■ **Activities**:
1) List every person and organization that the election article refers to by a capitalized proper name.
2) Write a continuation of the article on the Australian federal election, picking up after its final sentence.

■ **Reading text**:
___

Air circulation in classrooms is emerging as a wildcard issue ahead of the upcoming federal election.
Anthony Albanese has The Lodge in his sights.
After three years as opposition leader, during which time he has sought to rebuild Labor after its shock loss at the 2019 federal election, the party veteran is in a strong position to end the coalition’s near-decade in power.
Take research from Roy Morgan published in late January, for instance, which found the coalition trailing Labor by a double-digit margin.
Crucially, that same survey found most Australians were unhappy with the country’s direction for the first time since the pollster asked respondents that question in 2019.
Commenting on those findings, Roy Morgan chief executive Michelle Levine left little room for interpretation, blaming the federal government’s handling of the Omicron variant of COVID-19 for the coalition’s faltering position.
So bad had the situation become, she noted, that even isolated Western Australians had been affected by supply chain disruptions caused by surging case numbers.

___

■ **Given data**:
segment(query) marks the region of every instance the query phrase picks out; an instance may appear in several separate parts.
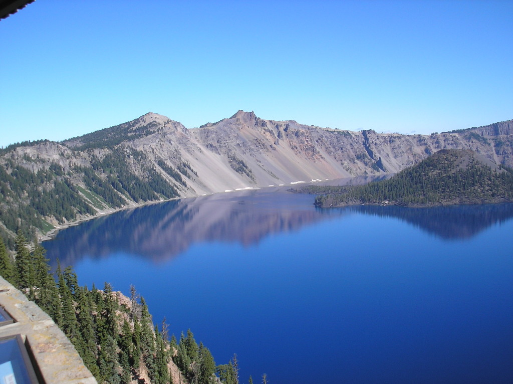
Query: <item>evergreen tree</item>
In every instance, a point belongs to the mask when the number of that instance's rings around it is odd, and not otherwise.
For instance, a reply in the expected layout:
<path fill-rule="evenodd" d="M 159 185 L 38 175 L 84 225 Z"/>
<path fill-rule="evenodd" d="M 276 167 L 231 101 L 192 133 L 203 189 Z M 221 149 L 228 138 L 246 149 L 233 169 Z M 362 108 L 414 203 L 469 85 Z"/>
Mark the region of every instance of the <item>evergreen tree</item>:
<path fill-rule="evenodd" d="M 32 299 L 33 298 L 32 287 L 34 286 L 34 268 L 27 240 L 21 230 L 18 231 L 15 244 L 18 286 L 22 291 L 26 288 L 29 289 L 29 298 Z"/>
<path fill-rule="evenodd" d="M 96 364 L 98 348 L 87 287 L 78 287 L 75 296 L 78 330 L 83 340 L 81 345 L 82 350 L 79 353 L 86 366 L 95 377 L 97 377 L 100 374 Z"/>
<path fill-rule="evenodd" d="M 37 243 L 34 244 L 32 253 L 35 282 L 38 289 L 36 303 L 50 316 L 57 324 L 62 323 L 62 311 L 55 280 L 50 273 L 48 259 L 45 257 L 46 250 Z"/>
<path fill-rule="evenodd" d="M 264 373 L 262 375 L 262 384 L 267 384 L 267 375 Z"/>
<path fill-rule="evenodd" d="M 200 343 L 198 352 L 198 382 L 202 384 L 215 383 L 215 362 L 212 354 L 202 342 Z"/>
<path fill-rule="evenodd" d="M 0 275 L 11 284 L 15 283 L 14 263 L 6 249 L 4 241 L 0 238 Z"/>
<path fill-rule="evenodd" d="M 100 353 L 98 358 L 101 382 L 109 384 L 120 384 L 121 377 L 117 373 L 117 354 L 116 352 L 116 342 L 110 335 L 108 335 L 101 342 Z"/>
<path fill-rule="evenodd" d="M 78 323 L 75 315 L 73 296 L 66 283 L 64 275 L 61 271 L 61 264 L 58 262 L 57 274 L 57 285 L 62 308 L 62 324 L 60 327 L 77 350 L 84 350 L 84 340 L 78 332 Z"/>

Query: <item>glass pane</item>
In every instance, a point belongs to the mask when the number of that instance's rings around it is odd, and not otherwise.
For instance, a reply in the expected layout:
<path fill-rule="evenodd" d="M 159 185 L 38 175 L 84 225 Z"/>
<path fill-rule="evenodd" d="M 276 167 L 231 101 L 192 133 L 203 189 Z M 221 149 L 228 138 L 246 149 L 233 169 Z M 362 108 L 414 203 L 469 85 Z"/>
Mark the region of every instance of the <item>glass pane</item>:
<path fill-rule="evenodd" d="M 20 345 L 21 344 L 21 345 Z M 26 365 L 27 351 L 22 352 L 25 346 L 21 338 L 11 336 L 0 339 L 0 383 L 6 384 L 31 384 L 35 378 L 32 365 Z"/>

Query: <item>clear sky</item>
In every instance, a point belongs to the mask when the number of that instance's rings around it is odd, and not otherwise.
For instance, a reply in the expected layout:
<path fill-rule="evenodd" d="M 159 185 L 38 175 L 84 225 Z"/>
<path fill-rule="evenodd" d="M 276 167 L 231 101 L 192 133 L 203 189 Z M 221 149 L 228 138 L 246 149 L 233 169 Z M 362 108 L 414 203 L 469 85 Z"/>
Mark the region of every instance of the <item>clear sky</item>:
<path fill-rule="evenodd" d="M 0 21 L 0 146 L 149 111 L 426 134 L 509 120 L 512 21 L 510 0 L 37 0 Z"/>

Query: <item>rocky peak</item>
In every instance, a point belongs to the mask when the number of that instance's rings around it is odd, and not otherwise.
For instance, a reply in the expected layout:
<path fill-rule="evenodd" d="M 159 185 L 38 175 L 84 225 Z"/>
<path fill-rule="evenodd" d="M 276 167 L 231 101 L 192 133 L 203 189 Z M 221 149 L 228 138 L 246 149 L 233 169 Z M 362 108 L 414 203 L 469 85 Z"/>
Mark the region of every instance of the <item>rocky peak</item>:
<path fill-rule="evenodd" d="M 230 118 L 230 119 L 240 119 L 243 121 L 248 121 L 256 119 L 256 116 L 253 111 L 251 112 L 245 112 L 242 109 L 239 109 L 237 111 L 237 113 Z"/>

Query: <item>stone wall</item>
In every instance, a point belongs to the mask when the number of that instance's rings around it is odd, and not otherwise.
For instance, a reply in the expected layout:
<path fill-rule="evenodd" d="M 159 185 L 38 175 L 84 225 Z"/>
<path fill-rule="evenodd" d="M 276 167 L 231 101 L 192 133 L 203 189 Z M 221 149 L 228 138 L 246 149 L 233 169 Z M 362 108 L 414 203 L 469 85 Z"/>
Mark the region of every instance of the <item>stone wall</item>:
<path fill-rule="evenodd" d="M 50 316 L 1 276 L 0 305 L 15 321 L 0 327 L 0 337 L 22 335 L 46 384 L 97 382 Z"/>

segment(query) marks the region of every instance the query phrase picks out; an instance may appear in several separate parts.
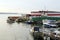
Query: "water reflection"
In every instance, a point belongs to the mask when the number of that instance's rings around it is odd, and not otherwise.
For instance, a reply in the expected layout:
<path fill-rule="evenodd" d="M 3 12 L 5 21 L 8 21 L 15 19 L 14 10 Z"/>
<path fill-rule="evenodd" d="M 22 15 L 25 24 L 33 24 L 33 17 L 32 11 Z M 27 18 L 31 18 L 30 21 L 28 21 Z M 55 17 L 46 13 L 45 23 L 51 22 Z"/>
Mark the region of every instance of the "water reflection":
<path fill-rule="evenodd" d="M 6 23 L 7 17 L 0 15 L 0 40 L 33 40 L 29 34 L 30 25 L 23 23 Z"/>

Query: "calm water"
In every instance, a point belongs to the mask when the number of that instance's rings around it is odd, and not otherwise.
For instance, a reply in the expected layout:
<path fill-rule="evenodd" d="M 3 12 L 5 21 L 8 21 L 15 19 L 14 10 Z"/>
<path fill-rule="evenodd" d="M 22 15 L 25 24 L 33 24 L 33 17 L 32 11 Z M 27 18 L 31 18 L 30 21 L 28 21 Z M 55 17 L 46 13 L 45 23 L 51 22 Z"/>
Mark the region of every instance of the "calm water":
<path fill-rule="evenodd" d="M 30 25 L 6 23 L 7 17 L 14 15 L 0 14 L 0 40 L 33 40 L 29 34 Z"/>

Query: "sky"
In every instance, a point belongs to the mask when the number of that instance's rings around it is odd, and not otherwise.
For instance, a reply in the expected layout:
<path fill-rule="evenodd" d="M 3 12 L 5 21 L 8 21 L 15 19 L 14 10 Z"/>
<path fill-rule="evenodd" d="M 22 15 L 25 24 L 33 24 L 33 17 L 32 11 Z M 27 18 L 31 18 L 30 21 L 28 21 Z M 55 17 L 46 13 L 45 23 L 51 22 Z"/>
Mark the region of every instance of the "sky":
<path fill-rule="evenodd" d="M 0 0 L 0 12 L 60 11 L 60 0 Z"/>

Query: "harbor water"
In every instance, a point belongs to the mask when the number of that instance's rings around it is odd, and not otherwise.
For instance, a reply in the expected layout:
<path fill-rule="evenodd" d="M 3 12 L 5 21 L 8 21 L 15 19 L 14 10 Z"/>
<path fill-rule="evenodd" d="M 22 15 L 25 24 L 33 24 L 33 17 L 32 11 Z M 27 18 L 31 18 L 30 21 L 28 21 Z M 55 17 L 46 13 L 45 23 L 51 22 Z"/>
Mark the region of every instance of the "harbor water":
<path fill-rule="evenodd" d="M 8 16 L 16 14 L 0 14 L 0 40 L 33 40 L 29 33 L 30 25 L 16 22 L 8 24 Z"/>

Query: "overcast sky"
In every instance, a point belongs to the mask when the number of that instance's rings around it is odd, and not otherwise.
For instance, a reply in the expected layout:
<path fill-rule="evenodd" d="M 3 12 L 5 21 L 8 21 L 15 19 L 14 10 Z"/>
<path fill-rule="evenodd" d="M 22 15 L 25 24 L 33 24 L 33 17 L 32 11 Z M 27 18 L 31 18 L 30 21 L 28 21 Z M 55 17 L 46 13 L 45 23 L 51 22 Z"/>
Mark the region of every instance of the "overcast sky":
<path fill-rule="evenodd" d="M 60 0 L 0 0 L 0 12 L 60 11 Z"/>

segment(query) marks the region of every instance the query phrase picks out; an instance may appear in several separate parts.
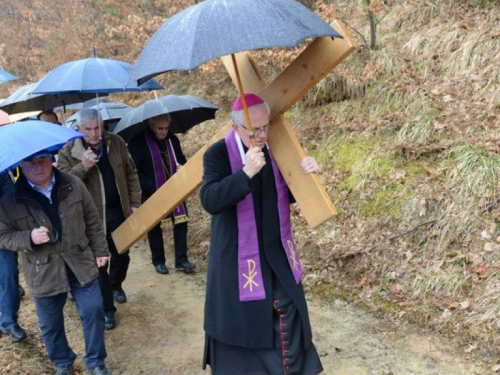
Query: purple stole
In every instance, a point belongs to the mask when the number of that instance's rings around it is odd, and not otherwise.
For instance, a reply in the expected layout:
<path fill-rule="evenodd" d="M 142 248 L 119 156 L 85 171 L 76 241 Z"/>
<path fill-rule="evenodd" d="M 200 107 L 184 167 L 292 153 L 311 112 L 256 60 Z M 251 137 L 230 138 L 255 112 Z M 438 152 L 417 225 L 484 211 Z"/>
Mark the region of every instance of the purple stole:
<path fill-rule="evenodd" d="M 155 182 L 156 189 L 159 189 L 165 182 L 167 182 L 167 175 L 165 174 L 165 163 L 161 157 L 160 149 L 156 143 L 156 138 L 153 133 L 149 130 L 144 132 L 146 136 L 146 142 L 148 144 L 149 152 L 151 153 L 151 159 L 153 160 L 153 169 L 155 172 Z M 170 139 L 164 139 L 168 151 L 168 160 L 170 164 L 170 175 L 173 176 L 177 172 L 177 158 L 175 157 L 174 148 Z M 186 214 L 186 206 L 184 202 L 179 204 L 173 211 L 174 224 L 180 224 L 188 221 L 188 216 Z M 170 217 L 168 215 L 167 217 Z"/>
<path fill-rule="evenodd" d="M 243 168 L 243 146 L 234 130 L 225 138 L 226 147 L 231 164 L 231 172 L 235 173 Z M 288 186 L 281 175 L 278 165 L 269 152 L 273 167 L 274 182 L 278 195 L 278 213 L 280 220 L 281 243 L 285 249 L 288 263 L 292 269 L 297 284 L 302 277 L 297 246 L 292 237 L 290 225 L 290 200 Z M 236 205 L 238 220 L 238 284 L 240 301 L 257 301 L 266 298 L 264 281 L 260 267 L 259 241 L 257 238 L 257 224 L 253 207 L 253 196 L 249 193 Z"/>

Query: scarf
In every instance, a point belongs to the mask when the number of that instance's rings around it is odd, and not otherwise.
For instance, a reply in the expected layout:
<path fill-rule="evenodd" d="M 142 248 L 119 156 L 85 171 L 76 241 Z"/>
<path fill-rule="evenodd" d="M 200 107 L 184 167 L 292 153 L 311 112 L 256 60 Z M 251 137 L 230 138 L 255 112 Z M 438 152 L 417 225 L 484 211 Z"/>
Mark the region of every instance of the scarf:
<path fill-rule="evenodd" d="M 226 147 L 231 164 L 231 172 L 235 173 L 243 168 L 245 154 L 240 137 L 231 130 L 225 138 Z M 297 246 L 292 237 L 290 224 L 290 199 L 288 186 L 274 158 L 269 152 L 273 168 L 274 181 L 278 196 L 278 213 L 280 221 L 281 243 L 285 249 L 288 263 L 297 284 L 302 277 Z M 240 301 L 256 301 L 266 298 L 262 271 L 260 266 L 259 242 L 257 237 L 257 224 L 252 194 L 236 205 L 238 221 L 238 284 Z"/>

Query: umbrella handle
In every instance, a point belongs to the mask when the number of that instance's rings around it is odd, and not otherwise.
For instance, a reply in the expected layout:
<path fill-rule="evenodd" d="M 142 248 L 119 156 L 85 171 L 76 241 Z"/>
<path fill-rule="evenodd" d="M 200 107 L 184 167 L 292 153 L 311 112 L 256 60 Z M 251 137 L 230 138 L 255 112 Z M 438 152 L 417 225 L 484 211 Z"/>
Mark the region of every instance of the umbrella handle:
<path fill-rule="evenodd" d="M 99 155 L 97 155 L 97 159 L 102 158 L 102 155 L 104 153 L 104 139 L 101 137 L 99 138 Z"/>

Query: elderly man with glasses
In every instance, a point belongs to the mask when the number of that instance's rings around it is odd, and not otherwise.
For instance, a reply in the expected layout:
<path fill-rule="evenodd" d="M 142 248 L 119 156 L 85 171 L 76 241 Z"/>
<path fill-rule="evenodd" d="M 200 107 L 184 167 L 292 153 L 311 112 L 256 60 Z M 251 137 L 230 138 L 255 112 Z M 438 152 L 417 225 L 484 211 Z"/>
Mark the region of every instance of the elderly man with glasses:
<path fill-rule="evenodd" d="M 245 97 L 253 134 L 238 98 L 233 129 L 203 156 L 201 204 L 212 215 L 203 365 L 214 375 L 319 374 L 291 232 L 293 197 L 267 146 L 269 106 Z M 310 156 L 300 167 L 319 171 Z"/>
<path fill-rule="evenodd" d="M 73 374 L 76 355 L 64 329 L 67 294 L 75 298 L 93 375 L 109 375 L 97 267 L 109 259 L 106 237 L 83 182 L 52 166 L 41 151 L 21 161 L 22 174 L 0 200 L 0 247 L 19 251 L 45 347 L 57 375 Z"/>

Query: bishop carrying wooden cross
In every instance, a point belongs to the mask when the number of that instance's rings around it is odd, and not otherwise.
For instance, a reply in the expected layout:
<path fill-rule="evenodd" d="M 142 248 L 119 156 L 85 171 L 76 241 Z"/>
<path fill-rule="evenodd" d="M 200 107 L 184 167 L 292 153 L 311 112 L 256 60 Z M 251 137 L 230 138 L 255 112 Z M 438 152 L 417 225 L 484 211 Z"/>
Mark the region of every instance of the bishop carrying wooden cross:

___

■ **Answers by task**:
1) Anthony Albanese, Labor, Roy Morgan, Michelle Levine

2)
“The good news is that the surge of cases has levelled off and appears set to decline in the next few weeks,” Ms Levine said.
“However, it will take longer still for damaged supply chains, and businesses, to return to normal and the recovery may be too late for the government to regain lost support in the run-up to the federal election due in the next few months.”
Mr Albanese has in recent months sought to leverage the federal government’s management of COVID-19 in his public appearances.
Just days after that research was released, for instance, he used a National Press Club address to assail Prime Minister Scott Morrison repeatedly for his response to rising Omicron infections.
Perhaps of more note was his decision to quietly announce that Labour would commit $440 million to public schools over the next two years for the purpose of addressing COVID-19’s impact on schoolchildren’s learning and mental health.
Central to that plan is a $50 million school upgrade fund, which will specifically pick up the cost of improving airflow in schools and constructing outdoor classrooms.
“Parents know what a big toll COVID is taking on our kids,” Mr Albanese said.
“Labor’s plan is exactly what they need to help them bounce back, at school, and in life.”
Responses to that policy have so far been as expected, with the Australian Education Union hailing improved safety as a result of better ventilation, and Education Minister Stuart Robert bashing it while at the same touting the federal government’s agreement with state governments to fund the cost of procuring rapid antigen tests for schools ahead of term one.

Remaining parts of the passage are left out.